Exercise instructions:
Please retype every record exactly as it appears, omitting the pictures.
─── Record excerpts ───
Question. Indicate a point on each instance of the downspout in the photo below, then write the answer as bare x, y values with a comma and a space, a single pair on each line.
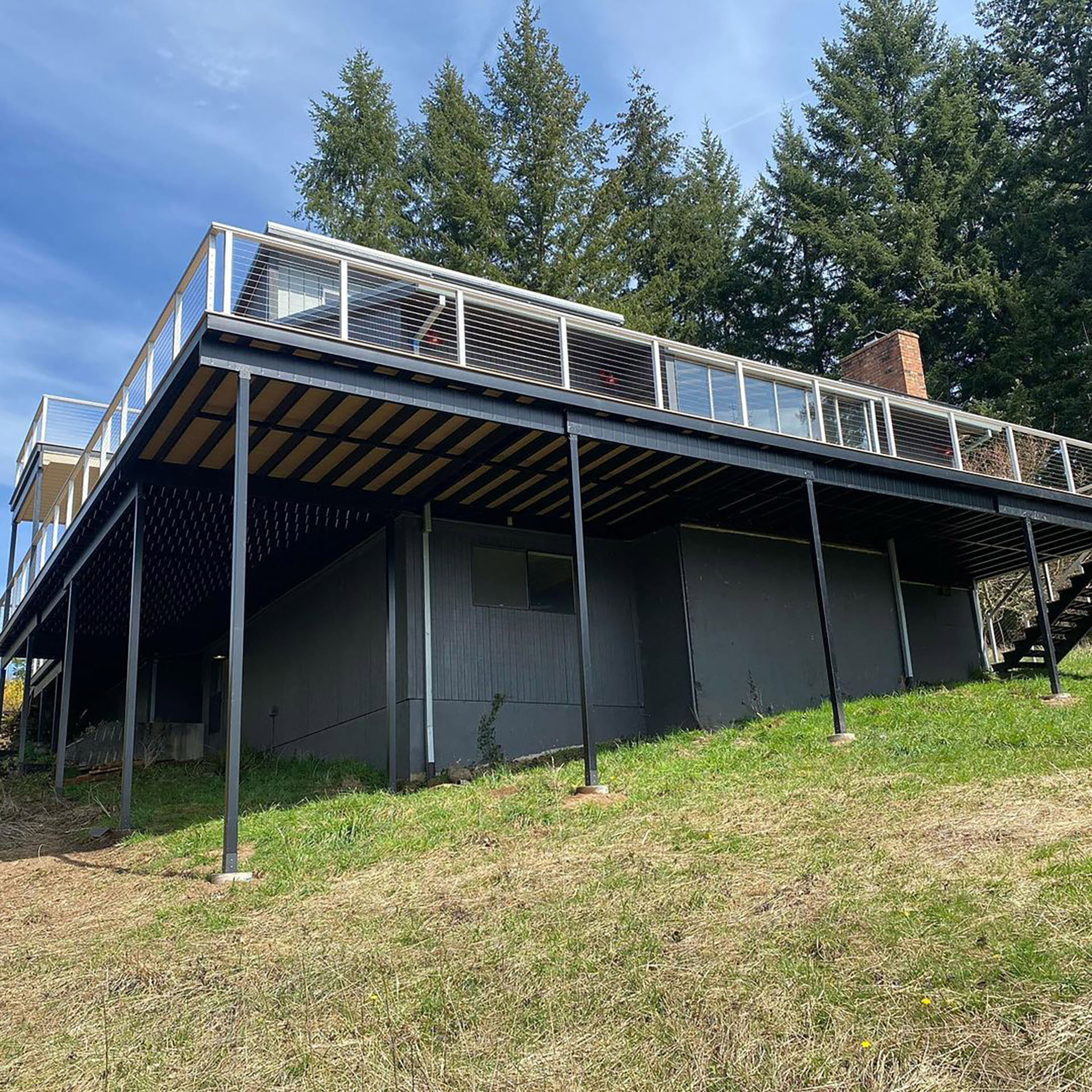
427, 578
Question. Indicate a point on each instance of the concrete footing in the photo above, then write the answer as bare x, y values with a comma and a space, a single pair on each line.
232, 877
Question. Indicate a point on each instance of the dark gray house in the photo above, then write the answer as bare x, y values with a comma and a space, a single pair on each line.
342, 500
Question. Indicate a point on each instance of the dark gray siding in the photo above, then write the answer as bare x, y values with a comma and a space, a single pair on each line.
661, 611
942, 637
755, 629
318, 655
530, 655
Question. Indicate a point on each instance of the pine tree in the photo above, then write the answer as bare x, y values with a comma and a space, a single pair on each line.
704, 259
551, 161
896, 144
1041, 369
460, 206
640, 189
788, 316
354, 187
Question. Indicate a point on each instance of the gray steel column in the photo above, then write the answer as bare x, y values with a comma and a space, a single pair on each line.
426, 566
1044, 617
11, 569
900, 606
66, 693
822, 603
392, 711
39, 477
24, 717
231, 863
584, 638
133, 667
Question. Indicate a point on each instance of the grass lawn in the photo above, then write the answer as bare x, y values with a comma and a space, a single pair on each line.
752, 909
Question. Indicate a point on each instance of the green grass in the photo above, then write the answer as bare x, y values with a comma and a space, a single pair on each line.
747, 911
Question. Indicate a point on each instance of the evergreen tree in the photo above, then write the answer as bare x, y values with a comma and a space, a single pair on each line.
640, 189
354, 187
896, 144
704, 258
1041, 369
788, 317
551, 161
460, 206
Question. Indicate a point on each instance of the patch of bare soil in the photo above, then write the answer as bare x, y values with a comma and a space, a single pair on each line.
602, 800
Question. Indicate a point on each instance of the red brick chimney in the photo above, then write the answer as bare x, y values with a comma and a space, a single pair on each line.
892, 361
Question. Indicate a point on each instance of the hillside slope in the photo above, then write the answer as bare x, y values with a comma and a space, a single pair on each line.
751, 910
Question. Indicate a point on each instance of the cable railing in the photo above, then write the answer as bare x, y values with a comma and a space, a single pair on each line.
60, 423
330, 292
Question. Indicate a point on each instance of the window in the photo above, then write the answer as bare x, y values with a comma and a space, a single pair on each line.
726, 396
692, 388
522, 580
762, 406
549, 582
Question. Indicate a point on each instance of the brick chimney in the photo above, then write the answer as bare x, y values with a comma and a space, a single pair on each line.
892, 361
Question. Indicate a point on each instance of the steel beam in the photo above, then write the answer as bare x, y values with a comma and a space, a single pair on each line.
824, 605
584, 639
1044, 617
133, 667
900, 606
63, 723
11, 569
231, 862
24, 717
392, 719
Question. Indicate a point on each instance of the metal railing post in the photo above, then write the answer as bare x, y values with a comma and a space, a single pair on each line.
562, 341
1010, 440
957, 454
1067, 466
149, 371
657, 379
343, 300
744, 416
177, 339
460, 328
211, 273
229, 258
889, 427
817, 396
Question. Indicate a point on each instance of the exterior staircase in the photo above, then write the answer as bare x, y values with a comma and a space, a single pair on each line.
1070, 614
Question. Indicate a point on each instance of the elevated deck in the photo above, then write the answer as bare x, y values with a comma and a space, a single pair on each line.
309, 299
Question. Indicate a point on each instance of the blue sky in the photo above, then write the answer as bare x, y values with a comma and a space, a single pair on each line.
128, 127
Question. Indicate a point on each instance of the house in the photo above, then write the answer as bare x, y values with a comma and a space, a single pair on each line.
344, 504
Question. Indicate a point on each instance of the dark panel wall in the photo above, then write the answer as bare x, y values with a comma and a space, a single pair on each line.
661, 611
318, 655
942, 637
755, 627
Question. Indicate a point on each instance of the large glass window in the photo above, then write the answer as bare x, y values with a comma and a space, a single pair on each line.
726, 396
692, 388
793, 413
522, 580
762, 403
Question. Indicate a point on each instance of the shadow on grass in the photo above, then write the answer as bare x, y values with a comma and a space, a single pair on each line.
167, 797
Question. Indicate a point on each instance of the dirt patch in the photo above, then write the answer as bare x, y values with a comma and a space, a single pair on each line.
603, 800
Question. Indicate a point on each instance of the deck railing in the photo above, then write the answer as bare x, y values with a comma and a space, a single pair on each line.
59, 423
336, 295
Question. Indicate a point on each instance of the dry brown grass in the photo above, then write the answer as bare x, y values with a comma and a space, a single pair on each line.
───
Result for this task:
Question. Indicate a point on each instance of the downspout in the photo below, then write the answer as bare x, y values with a comma and a space, a single pair on each line.
427, 578
Question. Indicate a point on each instance of the concrete footing in the photo above, then write the answer as bare x, y values with a comma and a space, a single pair on each line.
232, 877
Question. Indicate a point on each instance of the dark gray house in the photo above, then write the answer as bare x, y values with a comma and a space, a single pair on each line.
342, 500
Question. Indicate a point on each instance of the dark gray siding in the photo above, then write the answer as bare x, y values with a comma and a space, a single pair on each line.
661, 611
942, 637
755, 629
318, 655
530, 655
Question. Indicate a point on each instance of the pine tree in the photo above, then write the answer as bare x, y values with a comma and a space, a single pair on each line.
704, 259
551, 161
896, 144
1041, 369
460, 206
640, 189
788, 316
354, 187
Question. Indicate a point on each instance of the gray steel column in the photo above, then write the answer as bare x, y values with a comma and a space, a single pair on each line.
426, 566
1044, 617
11, 569
900, 606
66, 693
822, 603
392, 711
39, 477
24, 717
231, 863
584, 638
133, 667
Question. Indicate a point on each instance of the grass lawn in the photo above, then write the answer as bare x, y values with a comma and a space, a single pair on each line.
752, 909
Question. Indicate a point on each instance of the green grass in the photo above, then write the answer as bare x, y values with a comma and a space, a single pair on each line.
747, 911
Question. Indicate a point on each instance of the evergreen tree in the photo above, then write the answer as bare x, y values with a comma and a space, a single pair on each line.
640, 189
354, 187
896, 144
704, 258
1041, 369
788, 317
551, 161
460, 206
Question. Indicate a point on each instance of the patch of bare soil in the photo above, then write the answer as bare x, y values with a comma and a space, a single pair on each line.
602, 800
Question. Indicate a point on each instance of the red brick chimney in the photo above, then write the answer as bare x, y values with a comma and a space, a single pair on each line.
892, 361
Question. Indicate a point on each instance of the hillside slope in the photo above, then write the answer as bare x, y values with a comma and a space, a single pair on each line.
751, 910
Question. Indicate a point on each instance of the cable railing in the photo above, then write the answer as bare x, y values with a comma and a space, a single pair on each line.
60, 423
330, 292
Question. Indicate a point on each instance of the window in the photo above, then write the answer as bare x, y values with a comma and a space, a single pair on each line.
726, 396
692, 388
522, 580
762, 406
549, 582
Question. Indicate a point on each instance of the brick chimney in the photo above, then write the answer as bare x, y values with a comma and a space, a single pair on each line.
892, 361
Question. Indicate a point on each instance of the steel beam in the photo above, then write the answer as bare x, y values with a comma and a space, a single pair on each line.
824, 605
584, 639
1044, 617
133, 667
900, 606
63, 723
11, 569
231, 862
24, 717
392, 719
Question. Indicate a point on each instance of the metal railing post in the photo above, then write the answer as bare x, y values with a comma and a space, a single pair on each line.
562, 341
1010, 440
957, 454
1067, 466
149, 371
657, 379
343, 300
744, 416
177, 339
460, 328
211, 273
229, 258
889, 427
817, 396
Question. Indicate a point on each instance of the exterior staircase in the photo above, then write the answer as bare x, y values with a comma and a space, a single pair on each line.
1070, 614
Question. Indicate a point on each instance of the elevated deck in the photo above, then write the answer as bare x, y values with a comma and a space, a single pair on each line.
309, 299
Question. Indicate a point on each instance of the blue sky in the photo above, then write the answer as bare x, y values with a comma and a space, a single pair on each line.
128, 127
Question. Indicate a point on each instance of the house in the photo above, then write the answer as bare x, y values with a comma and a space, a single pair on each line.
344, 504
Question. Indicate a point on each instance of the dark panel wall in the photo above, then write the answer as bare x, y values with a comma and a space, a single pair on each line.
661, 611
318, 655
942, 637
755, 627
Question. Indicate a point on each instance of the large glass window in the photo above, then write the answer as bare x, y values with a comma and a space, a single pair on each line.
726, 396
692, 388
793, 413
522, 580
762, 403
Question. Indicate a point on each instance of the shadow on grass in the photo above, then write the answer as bare x, y values with a comma and a space, a single pair on each line.
167, 797
Question. Indicate a point on each instance of the dirt patch in the photo above, then write the answer as bare x, y values with a comma and a space, a single pair on each line.
603, 800
Question. Indicate a point on each instance of the deck railing in the photo above, then write the answer as bare x, y values with a comma and a space, a single pair on each line.
59, 423
336, 295
Question. Indicate a point on each instance of the dry brown grass in the photo above, then write the answer as bare x, y values with a comma and a space, a single pair on each line.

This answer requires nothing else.